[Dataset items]
* begin *

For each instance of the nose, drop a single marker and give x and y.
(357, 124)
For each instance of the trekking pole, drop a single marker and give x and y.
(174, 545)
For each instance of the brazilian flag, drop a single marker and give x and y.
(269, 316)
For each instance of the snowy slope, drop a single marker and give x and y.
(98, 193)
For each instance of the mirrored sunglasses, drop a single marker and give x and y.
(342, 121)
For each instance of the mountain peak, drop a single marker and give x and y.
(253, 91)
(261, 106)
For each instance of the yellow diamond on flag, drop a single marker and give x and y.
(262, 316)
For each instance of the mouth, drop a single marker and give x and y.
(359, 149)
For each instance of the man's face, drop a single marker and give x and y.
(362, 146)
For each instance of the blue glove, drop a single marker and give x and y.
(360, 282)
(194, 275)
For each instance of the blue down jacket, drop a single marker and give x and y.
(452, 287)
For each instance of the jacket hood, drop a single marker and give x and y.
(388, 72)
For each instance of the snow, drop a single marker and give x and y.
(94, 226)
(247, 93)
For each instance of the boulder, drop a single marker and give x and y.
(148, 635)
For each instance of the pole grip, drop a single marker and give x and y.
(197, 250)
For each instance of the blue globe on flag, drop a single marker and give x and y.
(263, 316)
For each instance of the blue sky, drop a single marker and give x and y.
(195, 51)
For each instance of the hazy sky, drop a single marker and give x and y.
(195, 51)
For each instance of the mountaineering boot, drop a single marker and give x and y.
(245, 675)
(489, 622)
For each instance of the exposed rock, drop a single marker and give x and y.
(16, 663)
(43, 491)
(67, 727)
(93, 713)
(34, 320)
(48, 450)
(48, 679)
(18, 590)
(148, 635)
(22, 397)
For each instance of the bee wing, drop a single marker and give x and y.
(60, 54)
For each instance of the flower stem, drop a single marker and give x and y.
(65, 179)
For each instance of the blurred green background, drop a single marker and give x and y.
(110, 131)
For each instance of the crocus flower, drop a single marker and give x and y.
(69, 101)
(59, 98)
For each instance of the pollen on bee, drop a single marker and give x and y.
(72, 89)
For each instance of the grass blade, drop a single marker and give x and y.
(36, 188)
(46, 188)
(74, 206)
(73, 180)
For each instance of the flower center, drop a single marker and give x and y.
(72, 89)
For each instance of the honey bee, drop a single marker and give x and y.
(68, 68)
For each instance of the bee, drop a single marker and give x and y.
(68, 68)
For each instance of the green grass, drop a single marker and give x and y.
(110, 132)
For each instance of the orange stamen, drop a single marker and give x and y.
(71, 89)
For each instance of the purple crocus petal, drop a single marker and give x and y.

* end *

Starting at the line that contains "For each instance of the flower stem, drop" and continuing through the last of the items, rewrite those lines with "drop a single marker" swapped for "place one point" and everything else left as is.

For each instance of the flower stem, place one point and give x and y.
(65, 179)
For each instance of the blurred green background, place one point and give x and y.
(110, 131)
For each instance of the crocus flower, place one point and give x and y.
(69, 101)
(59, 98)
For each instance of the pollen on bee, place one point and give x and y.
(72, 89)
For each instance of the grass blade, place one point and give x and y.
(36, 188)
(46, 188)
(74, 206)
(73, 180)
For each instance of the flower center, place one point and give x and y.
(72, 89)
For each instance of the honey bee, place one point and give x and y.
(68, 68)
For each instance of the bee, place one point and give x and y.
(68, 68)
For each instance of the green grass, place one point and give x and y.
(110, 132)
For each instance of the orange stamen, place one point and give x and y.
(71, 89)
For each instance of the purple crocus petal, place one point and give x and y.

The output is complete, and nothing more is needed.